WRITTEN REQUEST:
Which lines of the data below contain the word "rocky"? Report each of them in full.

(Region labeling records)
══════════

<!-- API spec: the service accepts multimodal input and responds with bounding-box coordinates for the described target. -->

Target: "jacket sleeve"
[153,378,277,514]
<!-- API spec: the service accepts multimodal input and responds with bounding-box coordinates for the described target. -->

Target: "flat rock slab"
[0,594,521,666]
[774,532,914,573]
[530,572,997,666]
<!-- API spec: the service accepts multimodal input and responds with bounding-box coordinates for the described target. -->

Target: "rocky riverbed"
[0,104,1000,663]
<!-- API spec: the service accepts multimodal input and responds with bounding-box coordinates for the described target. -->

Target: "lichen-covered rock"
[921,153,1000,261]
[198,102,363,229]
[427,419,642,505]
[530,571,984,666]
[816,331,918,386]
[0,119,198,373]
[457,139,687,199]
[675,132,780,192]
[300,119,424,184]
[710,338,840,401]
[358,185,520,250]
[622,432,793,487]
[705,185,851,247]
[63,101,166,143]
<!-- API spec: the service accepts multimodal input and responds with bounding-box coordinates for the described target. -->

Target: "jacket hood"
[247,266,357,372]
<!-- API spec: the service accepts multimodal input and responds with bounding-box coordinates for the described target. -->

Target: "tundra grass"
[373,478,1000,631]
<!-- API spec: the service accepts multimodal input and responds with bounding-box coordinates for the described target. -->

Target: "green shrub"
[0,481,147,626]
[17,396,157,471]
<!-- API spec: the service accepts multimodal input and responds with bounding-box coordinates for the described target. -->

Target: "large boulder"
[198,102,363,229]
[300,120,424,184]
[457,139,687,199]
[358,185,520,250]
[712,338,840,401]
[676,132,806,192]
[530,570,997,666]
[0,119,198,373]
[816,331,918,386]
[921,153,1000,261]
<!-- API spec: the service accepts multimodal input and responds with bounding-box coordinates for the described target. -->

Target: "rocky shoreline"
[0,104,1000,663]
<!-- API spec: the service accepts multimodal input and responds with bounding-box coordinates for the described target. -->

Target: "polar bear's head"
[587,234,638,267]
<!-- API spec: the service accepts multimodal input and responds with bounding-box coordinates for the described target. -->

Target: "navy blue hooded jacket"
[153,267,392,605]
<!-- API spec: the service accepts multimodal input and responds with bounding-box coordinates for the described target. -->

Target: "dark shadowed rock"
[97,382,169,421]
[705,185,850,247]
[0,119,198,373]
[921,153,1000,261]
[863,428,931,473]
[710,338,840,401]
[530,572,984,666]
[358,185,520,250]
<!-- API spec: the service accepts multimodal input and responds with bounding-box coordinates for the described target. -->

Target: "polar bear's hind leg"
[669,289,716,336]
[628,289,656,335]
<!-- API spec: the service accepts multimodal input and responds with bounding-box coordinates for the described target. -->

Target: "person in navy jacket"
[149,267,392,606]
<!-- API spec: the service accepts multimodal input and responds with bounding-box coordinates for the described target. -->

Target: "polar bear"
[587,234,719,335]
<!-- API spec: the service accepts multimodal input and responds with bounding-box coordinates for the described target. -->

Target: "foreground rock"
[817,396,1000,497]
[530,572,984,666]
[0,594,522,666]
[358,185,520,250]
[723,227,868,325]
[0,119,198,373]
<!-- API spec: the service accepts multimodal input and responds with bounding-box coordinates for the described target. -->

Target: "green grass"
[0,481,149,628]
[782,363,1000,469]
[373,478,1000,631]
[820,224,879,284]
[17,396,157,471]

══════════

WRITTEN SOLUTION:
Target: "rocky riverbed"
Target: "rocky shoreline"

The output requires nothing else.